___ Text excerpt ___

[sage-devel] LinearModelFit contribution

rafaellopezfernandez Wed, 28 Jan 2015 04:15:07 -0800

I have been using SAGE for teaching chemistry for some years and, when 
dealing with experimental data fitting, I found SAGE's "find_fit" function 
very valuable. Unfortunately, this function seems to provide no information 
about the quality of the fit, which can be as important as the fitting 
function itself. 
I found also that function "stats.linregress" from "stats" module in 
"scipy"  provides some information, but it is restricted to models of type 
y = a*x+b.
I have been looking around SAGE and python libraries and didn't  found a 
satisfactory solution to this little problem. Therefore, I have tried my 
own solution which attempts to somehow mimic Mathematica's "LinearModelFit" 
function (not in full, because Mathematica's function is somehow redundant 
and verbose). 
I would like to know if you consider this solution sufficiently valuable to 
be included in SAGE's stuff. 
In my opinion, the strong points are that code is straightforward to 
follow, it is completely written using only python commands and SAGE 
functionality (it does not require to load python modules or anything else 
than SAGE core) and results are returned in a user friendly way, as a 
dictionary.
The weak (but improvable without much effort) points are that this version 
works with functions depending on a single variable, and only for linear 
models.


Before submitting it, and following the advice in the FAQ, I would like to 
know the community's opinion about: 
(1) whether something like this already exists in SAGE or not, (if it 
already exists, I would be most grateful to know where can I find it)
(2) if the answer to (1) is "not", can be the proposal interesting to SAGE 
community?,
(3) if the answer to (2) is "yes", is the code that I propose suitable for 
this purpose?

___

# Work instructions
[1] Answer these from the forum post:
(a) What has the author been using SAGE for?
(b) To what type of model is "stats.linregress" restricted?
(c) In what form does the proposed code return its results?
[2] Repeat everything in the forum post from "function (not in" down to "dictionary.", word for word.
[3] In one to three sentences, explain why the author of the forum post wrote a solution modeled on Mathematica's "LinearModelFit" function.

___ Raw records ___

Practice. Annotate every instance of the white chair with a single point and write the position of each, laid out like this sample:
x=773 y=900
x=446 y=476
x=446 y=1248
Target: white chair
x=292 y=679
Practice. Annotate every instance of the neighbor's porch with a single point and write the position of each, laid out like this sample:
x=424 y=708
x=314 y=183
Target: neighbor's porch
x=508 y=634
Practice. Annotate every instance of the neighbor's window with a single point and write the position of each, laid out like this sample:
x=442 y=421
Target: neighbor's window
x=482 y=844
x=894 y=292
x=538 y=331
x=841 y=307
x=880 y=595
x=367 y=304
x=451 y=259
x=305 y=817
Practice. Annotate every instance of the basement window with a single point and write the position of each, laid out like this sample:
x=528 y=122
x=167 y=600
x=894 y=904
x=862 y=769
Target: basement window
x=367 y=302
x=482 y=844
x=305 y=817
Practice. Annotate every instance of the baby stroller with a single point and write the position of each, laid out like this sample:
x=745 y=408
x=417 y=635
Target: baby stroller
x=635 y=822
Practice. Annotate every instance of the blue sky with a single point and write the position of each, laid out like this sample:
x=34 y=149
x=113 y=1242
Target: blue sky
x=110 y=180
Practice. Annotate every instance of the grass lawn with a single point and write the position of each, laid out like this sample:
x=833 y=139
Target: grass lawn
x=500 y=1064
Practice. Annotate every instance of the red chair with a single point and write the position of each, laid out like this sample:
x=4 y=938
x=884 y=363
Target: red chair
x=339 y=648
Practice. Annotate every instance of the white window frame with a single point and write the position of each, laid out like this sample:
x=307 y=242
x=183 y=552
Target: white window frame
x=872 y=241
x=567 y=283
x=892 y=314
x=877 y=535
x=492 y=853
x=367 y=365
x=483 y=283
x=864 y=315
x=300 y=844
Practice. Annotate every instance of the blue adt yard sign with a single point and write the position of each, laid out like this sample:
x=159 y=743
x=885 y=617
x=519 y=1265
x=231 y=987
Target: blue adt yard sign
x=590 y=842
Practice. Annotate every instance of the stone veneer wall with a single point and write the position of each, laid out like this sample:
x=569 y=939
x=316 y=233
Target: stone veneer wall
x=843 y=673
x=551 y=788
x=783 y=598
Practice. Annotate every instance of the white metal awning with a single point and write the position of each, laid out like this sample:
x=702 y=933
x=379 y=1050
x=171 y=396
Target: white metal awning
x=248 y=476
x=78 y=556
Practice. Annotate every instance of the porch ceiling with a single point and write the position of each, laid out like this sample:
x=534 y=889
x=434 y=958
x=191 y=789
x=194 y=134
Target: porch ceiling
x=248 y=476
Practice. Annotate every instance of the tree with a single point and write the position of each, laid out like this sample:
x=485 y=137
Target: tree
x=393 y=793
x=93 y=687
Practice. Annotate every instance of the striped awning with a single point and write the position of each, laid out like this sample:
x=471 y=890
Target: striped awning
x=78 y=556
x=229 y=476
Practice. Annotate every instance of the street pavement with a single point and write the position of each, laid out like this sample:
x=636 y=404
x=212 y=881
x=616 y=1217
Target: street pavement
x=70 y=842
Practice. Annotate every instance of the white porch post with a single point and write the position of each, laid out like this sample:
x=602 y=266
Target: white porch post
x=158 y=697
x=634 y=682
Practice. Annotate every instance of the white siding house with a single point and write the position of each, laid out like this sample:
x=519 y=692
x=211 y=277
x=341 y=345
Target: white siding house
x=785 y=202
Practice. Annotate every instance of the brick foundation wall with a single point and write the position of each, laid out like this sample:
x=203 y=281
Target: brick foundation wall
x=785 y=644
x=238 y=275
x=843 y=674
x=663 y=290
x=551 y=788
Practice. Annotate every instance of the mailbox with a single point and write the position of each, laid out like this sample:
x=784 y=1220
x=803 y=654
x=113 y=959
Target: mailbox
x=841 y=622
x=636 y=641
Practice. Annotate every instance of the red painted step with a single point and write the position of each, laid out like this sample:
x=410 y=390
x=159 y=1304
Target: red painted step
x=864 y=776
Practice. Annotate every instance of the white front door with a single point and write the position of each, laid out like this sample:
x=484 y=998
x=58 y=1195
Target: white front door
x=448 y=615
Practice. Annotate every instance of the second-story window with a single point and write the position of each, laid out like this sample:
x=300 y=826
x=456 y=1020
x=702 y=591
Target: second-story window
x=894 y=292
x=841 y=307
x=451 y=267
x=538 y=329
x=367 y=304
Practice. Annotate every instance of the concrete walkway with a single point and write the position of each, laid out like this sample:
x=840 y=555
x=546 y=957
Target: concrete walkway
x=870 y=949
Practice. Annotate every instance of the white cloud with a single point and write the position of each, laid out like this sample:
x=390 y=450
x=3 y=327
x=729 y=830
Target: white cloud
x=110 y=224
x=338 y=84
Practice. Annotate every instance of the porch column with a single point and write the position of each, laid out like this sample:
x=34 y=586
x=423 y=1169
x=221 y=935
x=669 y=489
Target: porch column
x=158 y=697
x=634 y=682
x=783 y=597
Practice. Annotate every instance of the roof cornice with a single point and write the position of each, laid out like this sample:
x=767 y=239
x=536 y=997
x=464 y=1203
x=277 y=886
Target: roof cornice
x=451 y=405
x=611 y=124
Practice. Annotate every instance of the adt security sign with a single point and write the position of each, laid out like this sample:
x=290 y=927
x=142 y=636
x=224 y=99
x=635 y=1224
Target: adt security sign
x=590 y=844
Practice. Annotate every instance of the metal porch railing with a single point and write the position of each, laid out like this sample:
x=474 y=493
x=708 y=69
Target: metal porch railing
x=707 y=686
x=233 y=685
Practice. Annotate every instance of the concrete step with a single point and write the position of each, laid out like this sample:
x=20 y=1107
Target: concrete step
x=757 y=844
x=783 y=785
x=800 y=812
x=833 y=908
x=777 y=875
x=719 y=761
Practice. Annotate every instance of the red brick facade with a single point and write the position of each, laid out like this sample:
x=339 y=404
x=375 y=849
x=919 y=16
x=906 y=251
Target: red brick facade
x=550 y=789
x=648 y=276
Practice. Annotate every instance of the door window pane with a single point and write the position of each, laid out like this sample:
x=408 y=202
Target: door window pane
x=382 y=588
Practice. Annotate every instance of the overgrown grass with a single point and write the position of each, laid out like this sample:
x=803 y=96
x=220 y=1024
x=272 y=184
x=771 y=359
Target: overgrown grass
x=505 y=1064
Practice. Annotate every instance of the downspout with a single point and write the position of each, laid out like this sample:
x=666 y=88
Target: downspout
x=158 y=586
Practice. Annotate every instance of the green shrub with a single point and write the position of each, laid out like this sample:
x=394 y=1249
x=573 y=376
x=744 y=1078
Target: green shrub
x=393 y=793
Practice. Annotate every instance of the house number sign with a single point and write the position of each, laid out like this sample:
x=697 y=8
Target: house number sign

___

# Expected responses
[1]
(a) Teaching chemistry.
(b) Models of type y = a*x+b.
(c) As a dictionary.

[2]
function (not in full, because Mathematica's function is somehow redundant 
and verbose). 
I would like to know if you consider this solution sufficiently valuable to 
be included in SAGE's stuff. 
In my opinion, the strong points are that code is straightforward to 
follow, it is completely written using only python commands and SAGE 
functionality (it does not require to load python modules or anything else 
than SAGE core) and results are returned in a user friendly way, as a 
dictionary.

[3] SAGE's "find_fit" function gives no information about the quality of the fit, which can be as important as the fitting function itself. Scipy's "stats.linregress" gives some information, but only for models of type y = a*x+b. The author found no satisfactory solution in SAGE or Python libraries, so wrote one.